Requirement
Below are some records; retype all of them exactly.
_ _ _ _ _
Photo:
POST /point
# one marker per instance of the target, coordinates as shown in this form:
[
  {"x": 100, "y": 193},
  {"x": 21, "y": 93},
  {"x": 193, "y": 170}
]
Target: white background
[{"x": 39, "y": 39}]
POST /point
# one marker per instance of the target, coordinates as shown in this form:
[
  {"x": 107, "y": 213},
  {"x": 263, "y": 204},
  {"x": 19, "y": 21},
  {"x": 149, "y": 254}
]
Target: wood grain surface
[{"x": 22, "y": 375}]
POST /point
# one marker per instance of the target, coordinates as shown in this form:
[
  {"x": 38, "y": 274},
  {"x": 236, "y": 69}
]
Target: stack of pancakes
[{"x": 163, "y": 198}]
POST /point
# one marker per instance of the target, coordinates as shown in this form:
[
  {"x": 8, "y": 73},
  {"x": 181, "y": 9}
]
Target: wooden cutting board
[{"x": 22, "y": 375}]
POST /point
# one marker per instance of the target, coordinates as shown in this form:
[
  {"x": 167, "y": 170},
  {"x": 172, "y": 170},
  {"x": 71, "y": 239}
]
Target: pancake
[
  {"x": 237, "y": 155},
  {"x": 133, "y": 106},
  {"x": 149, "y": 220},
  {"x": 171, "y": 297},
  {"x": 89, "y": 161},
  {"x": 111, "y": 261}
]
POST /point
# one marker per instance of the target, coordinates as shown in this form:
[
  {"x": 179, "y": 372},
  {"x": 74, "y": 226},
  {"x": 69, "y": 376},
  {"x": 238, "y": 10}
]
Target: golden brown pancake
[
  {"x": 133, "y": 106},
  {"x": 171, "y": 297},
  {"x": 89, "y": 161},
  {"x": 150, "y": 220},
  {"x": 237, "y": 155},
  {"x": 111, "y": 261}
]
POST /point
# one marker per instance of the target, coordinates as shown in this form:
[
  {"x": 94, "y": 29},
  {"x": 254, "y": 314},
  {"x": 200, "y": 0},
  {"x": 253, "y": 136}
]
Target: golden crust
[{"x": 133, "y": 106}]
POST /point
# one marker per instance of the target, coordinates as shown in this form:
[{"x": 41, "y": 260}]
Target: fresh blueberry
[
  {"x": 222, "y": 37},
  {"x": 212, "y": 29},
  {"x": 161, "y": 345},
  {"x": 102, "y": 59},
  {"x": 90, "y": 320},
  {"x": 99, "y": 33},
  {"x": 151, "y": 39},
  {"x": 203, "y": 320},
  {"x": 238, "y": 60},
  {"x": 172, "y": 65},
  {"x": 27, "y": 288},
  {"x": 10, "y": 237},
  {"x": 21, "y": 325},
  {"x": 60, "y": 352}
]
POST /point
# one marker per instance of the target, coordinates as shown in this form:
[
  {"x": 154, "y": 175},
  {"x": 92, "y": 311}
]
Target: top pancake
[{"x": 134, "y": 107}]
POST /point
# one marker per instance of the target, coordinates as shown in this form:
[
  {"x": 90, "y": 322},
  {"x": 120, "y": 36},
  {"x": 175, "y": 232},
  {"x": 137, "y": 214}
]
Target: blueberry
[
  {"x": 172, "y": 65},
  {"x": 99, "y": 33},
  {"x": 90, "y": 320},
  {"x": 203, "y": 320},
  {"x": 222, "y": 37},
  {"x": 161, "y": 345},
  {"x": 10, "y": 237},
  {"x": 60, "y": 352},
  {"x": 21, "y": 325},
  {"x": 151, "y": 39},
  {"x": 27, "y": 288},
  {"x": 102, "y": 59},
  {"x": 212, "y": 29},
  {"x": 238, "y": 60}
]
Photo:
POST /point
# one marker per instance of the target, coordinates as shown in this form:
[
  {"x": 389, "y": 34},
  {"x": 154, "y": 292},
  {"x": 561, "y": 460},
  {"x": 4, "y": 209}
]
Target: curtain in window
_ _ _ _ _
Written response
Photo:
POST /point
# one marker per instance of the target, coordinates as shown in this form:
[
  {"x": 100, "y": 193},
  {"x": 21, "y": 93},
  {"x": 193, "y": 170}
]
Target: white background
[{"x": 39, "y": 39}]
POST /point
# one marker per instance of the target, coordinates as shown in this form:
[
  {"x": 107, "y": 213},
  {"x": 263, "y": 204},
  {"x": 19, "y": 21},
  {"x": 149, "y": 254}
]
Target: wood grain surface
[{"x": 22, "y": 375}]
POST /point
# one marker per instance of the target, coordinates as shown in this form:
[
  {"x": 38, "y": 274},
  {"x": 236, "y": 69}
]
Target: stack of pancakes
[{"x": 163, "y": 198}]
POST /point
# one marker per instance of the target, coordinates as shown in this form:
[
  {"x": 8, "y": 73},
  {"x": 181, "y": 9}
]
Target: wooden cutting board
[{"x": 22, "y": 375}]
POST /point
# one marker per instance of the target, coordinates as shown in this form:
[
  {"x": 167, "y": 170},
  {"x": 172, "y": 170},
  {"x": 71, "y": 239}
]
Target: pancake
[
  {"x": 237, "y": 155},
  {"x": 133, "y": 106},
  {"x": 149, "y": 220},
  {"x": 171, "y": 297},
  {"x": 89, "y": 161},
  {"x": 111, "y": 261}
]
POST /point
# one marker per instance of the target, coordinates as shown in this form:
[
  {"x": 179, "y": 372},
  {"x": 74, "y": 226},
  {"x": 69, "y": 376},
  {"x": 238, "y": 10}
]
Target: golden brown pancake
[
  {"x": 133, "y": 106},
  {"x": 171, "y": 297},
  {"x": 89, "y": 161},
  {"x": 150, "y": 220},
  {"x": 237, "y": 155},
  {"x": 111, "y": 261}
]
POST /point
# one marker per instance of the target, coordinates as shown in this form:
[
  {"x": 94, "y": 29},
  {"x": 254, "y": 314},
  {"x": 200, "y": 0},
  {"x": 253, "y": 136}
]
Target: golden crust
[{"x": 133, "y": 106}]
POST /point
# one marker per instance of the target, coordinates as shown in this form:
[{"x": 41, "y": 260}]
Target: fresh blueberry
[
  {"x": 222, "y": 37},
  {"x": 212, "y": 29},
  {"x": 161, "y": 345},
  {"x": 102, "y": 59},
  {"x": 90, "y": 320},
  {"x": 99, "y": 33},
  {"x": 151, "y": 39},
  {"x": 203, "y": 320},
  {"x": 238, "y": 60},
  {"x": 172, "y": 65},
  {"x": 27, "y": 288},
  {"x": 10, "y": 237},
  {"x": 21, "y": 325},
  {"x": 60, "y": 352}
]
POST /point
# one marker per instance of the target, coordinates as shown in this form:
[
  {"x": 154, "y": 175},
  {"x": 92, "y": 311}
]
Target: top pancake
[{"x": 134, "y": 107}]
POST /point
# one marker per instance of the target, coordinates as shown in this form:
[
  {"x": 90, "y": 322},
  {"x": 120, "y": 36},
  {"x": 175, "y": 232},
  {"x": 137, "y": 214}
]
Target: blueberry
[
  {"x": 172, "y": 65},
  {"x": 99, "y": 33},
  {"x": 90, "y": 320},
  {"x": 203, "y": 320},
  {"x": 222, "y": 37},
  {"x": 161, "y": 345},
  {"x": 10, "y": 237},
  {"x": 60, "y": 352},
  {"x": 21, "y": 325},
  {"x": 151, "y": 39},
  {"x": 27, "y": 288},
  {"x": 102, "y": 59},
  {"x": 212, "y": 29},
  {"x": 238, "y": 60}
]
Photo:
POST /point
# one marker per instance of the target, coordinates as shown in this form:
[
  {"x": 389, "y": 34},
  {"x": 154, "y": 292},
  {"x": 561, "y": 460},
  {"x": 4, "y": 209}
]
Target: curtain in window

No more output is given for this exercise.